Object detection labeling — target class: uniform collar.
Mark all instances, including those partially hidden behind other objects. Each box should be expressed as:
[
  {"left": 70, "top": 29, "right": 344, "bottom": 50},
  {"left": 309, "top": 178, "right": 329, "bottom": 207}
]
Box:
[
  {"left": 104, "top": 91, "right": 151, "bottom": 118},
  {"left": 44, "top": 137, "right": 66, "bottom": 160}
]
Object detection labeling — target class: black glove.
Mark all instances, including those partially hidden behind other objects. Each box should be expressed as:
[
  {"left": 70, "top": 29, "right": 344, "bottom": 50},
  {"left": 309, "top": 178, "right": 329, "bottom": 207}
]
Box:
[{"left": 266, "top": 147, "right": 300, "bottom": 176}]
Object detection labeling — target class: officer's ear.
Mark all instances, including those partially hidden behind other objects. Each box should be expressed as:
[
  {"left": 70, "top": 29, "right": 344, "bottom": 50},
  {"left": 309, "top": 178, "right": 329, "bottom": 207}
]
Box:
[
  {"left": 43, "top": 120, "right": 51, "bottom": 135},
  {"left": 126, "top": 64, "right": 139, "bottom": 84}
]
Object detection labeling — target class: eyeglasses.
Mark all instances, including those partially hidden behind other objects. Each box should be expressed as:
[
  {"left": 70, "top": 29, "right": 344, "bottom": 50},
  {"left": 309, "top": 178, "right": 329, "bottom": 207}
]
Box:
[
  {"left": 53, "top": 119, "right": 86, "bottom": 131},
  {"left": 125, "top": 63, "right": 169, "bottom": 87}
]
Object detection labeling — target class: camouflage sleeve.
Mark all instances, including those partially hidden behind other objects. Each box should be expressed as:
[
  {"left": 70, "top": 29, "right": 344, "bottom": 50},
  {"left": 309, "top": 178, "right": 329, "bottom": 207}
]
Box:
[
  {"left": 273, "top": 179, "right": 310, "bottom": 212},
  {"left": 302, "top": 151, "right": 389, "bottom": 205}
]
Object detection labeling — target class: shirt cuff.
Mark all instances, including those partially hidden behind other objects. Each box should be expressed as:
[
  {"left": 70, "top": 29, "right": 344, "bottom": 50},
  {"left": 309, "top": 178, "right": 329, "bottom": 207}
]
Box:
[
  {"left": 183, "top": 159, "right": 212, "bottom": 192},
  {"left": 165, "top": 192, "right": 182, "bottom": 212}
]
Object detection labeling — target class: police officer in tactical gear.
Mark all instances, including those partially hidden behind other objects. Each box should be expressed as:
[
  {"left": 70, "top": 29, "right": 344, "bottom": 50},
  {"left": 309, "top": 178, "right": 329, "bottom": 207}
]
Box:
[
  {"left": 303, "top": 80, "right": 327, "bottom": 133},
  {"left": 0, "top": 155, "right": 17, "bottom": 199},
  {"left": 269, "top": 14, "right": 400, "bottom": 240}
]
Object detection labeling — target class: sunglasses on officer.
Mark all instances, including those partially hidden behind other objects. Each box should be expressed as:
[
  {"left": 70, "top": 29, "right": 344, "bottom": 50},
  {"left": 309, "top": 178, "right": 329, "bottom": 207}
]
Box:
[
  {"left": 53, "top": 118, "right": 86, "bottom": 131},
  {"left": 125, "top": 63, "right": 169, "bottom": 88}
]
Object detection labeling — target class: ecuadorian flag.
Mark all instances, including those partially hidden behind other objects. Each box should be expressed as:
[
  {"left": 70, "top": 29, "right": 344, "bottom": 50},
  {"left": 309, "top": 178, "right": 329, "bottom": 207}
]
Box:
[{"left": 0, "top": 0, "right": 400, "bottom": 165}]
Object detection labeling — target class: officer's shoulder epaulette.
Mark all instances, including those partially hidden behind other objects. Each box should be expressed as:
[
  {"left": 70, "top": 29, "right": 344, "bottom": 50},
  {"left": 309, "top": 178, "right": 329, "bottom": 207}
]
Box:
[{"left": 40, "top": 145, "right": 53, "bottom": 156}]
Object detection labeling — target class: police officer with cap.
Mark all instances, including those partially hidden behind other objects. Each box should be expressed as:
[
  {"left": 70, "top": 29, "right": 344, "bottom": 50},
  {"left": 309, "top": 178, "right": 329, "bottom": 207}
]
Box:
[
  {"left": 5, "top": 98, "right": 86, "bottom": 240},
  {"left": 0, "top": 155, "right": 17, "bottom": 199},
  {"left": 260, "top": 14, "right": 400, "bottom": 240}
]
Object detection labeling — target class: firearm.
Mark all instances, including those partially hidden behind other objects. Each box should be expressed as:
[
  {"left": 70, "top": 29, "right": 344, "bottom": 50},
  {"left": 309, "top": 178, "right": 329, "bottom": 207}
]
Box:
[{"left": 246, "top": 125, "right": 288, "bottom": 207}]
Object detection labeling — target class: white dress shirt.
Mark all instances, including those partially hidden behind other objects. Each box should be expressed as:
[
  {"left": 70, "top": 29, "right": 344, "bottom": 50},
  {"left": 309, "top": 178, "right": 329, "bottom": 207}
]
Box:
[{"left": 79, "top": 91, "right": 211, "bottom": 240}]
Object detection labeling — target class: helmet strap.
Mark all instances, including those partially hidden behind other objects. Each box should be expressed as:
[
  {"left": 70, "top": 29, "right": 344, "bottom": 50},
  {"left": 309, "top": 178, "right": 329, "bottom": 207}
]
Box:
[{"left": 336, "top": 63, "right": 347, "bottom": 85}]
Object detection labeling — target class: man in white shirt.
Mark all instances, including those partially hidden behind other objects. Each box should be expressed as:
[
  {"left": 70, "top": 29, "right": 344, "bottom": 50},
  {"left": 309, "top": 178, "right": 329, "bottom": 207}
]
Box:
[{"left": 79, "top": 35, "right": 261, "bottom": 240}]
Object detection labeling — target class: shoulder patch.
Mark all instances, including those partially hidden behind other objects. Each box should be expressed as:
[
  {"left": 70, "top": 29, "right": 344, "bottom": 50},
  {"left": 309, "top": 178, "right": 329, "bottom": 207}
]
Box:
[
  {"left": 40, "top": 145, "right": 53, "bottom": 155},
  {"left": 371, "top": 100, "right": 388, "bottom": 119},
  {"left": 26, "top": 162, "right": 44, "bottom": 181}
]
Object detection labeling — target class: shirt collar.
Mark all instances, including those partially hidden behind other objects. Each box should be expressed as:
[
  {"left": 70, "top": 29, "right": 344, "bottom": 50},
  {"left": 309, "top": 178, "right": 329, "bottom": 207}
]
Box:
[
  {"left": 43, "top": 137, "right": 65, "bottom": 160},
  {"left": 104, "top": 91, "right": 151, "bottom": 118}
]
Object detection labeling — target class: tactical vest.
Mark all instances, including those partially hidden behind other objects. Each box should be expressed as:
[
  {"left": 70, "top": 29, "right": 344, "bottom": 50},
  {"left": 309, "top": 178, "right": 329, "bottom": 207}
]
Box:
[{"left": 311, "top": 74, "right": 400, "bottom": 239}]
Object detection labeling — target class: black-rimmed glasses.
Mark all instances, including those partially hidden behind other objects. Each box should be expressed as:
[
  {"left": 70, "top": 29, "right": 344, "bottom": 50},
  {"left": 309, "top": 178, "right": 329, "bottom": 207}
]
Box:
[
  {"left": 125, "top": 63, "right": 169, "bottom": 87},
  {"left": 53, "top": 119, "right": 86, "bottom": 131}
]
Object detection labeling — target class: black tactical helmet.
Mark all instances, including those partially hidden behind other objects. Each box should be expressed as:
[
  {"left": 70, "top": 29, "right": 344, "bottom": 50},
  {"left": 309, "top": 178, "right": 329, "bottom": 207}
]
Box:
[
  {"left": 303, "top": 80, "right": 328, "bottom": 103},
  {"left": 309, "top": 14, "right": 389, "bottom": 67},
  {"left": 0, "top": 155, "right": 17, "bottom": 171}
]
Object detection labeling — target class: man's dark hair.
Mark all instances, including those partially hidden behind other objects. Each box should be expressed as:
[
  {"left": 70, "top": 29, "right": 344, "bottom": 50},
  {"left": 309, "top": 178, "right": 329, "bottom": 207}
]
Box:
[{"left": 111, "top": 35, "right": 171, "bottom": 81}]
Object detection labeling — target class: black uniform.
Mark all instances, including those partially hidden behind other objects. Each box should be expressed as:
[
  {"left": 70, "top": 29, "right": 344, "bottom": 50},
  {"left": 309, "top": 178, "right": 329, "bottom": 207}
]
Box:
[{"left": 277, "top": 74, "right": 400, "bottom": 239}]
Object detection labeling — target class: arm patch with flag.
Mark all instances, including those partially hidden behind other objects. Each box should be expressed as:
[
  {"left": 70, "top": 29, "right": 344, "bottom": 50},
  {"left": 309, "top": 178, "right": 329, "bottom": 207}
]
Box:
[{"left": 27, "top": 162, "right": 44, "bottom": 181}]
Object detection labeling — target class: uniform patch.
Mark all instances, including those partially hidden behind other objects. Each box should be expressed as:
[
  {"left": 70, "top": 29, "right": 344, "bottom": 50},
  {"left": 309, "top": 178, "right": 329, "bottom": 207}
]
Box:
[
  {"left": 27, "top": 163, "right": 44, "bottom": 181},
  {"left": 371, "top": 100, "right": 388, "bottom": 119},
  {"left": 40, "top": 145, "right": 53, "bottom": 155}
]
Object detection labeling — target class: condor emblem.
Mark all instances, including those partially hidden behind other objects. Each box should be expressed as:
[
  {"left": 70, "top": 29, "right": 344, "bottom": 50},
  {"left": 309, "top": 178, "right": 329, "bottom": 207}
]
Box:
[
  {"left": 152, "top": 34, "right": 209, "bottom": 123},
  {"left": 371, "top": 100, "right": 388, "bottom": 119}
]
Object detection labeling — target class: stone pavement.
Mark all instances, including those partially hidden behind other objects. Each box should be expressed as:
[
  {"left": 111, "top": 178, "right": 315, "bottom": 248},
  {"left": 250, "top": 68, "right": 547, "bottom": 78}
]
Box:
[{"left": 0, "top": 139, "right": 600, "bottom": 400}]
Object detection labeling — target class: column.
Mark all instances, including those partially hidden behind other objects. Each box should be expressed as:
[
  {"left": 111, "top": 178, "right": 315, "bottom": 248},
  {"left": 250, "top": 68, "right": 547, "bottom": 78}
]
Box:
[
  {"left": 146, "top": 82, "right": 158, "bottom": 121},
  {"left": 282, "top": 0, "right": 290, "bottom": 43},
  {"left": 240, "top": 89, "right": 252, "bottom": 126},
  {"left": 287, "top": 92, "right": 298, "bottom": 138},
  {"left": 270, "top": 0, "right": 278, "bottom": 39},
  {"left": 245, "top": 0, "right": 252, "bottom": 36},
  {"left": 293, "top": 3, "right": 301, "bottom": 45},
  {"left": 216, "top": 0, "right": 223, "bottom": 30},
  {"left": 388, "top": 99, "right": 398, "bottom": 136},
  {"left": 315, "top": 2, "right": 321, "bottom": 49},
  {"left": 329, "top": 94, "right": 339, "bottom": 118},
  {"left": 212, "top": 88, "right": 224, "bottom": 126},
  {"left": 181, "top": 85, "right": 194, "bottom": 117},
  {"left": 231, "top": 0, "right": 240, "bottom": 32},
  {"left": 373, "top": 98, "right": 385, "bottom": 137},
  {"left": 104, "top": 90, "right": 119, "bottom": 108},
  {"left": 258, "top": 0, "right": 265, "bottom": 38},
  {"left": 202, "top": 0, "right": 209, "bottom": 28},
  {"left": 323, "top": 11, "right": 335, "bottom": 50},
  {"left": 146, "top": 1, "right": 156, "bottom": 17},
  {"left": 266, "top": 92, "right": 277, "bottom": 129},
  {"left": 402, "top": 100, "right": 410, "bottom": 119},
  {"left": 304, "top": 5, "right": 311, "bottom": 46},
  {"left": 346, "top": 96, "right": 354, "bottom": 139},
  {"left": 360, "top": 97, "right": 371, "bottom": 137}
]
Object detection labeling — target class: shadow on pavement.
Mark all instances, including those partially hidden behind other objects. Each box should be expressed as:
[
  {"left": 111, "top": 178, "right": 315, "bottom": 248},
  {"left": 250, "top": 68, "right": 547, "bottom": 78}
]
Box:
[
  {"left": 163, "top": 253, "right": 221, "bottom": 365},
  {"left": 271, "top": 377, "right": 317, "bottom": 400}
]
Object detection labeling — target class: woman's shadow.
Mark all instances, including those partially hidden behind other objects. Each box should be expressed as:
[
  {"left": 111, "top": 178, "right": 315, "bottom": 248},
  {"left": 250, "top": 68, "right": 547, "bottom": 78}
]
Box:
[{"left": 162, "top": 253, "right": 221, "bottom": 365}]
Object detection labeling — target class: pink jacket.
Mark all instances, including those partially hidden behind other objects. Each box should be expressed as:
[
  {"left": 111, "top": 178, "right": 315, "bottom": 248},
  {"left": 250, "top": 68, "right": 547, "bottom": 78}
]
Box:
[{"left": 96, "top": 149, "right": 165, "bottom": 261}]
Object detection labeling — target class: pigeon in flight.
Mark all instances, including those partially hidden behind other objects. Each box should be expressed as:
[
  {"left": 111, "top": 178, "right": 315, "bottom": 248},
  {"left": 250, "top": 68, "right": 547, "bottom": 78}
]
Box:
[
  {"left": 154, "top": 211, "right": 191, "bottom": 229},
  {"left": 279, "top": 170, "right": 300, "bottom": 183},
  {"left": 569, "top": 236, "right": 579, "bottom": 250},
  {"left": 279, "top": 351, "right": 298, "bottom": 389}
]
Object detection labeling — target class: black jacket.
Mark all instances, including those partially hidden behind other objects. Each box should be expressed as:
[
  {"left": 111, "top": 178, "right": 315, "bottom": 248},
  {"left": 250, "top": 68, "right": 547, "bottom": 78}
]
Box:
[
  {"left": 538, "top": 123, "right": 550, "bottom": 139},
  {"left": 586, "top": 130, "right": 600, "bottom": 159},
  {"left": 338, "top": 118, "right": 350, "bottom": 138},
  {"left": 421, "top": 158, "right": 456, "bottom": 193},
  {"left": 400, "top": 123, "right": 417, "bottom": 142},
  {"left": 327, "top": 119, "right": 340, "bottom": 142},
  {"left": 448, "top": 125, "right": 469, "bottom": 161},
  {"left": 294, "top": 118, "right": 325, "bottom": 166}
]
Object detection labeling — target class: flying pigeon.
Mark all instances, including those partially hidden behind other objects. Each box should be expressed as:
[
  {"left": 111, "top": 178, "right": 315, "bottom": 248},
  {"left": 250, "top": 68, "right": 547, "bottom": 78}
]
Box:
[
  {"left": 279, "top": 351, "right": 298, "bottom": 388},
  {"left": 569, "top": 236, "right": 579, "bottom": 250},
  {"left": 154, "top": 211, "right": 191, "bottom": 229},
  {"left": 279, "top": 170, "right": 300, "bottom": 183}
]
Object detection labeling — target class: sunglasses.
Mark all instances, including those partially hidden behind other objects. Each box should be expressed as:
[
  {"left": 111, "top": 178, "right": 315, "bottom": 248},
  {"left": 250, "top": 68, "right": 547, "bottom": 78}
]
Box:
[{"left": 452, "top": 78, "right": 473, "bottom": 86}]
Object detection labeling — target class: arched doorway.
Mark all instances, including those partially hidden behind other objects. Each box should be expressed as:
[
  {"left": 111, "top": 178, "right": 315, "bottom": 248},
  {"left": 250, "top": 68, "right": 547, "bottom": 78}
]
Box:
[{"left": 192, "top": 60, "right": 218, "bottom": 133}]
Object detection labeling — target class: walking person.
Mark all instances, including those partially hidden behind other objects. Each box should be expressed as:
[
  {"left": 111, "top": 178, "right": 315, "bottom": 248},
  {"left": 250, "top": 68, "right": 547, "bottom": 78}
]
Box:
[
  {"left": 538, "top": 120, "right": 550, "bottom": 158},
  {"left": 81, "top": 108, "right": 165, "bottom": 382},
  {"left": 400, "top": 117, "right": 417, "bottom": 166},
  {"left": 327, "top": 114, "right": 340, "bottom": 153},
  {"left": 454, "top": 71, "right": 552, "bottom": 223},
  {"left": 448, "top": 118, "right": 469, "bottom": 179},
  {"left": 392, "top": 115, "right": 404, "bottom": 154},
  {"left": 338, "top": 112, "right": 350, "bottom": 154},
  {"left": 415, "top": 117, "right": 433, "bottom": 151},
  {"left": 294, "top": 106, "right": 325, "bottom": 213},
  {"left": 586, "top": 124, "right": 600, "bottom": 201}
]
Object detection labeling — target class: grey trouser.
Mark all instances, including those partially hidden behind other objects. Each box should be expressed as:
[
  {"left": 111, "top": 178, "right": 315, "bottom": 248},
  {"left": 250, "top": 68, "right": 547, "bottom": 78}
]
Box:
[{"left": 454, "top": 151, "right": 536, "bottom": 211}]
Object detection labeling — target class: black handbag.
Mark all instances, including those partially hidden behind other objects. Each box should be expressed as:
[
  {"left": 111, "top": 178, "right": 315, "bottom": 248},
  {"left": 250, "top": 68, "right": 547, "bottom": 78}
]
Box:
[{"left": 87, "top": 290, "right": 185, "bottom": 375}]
--
▶ _PROBLEM STATEMENT_: Rewrite the lines from the one containing "Object detection labeling — target class: black handbag." through the end, keeping every line, and offset each bounding-box coordinate in the answers by adding 136. Leave all other numbers unchanged.

▶ _FINAL ANSWER_:
Object detection labeling — target class: black handbag.
Mark all instances, including those partially hidden behind other objects. Each box should be expressed as:
[
  {"left": 111, "top": 178, "right": 315, "bottom": 248},
  {"left": 250, "top": 68, "right": 547, "bottom": 78}
]
Box:
[{"left": 223, "top": 426, "right": 321, "bottom": 511}]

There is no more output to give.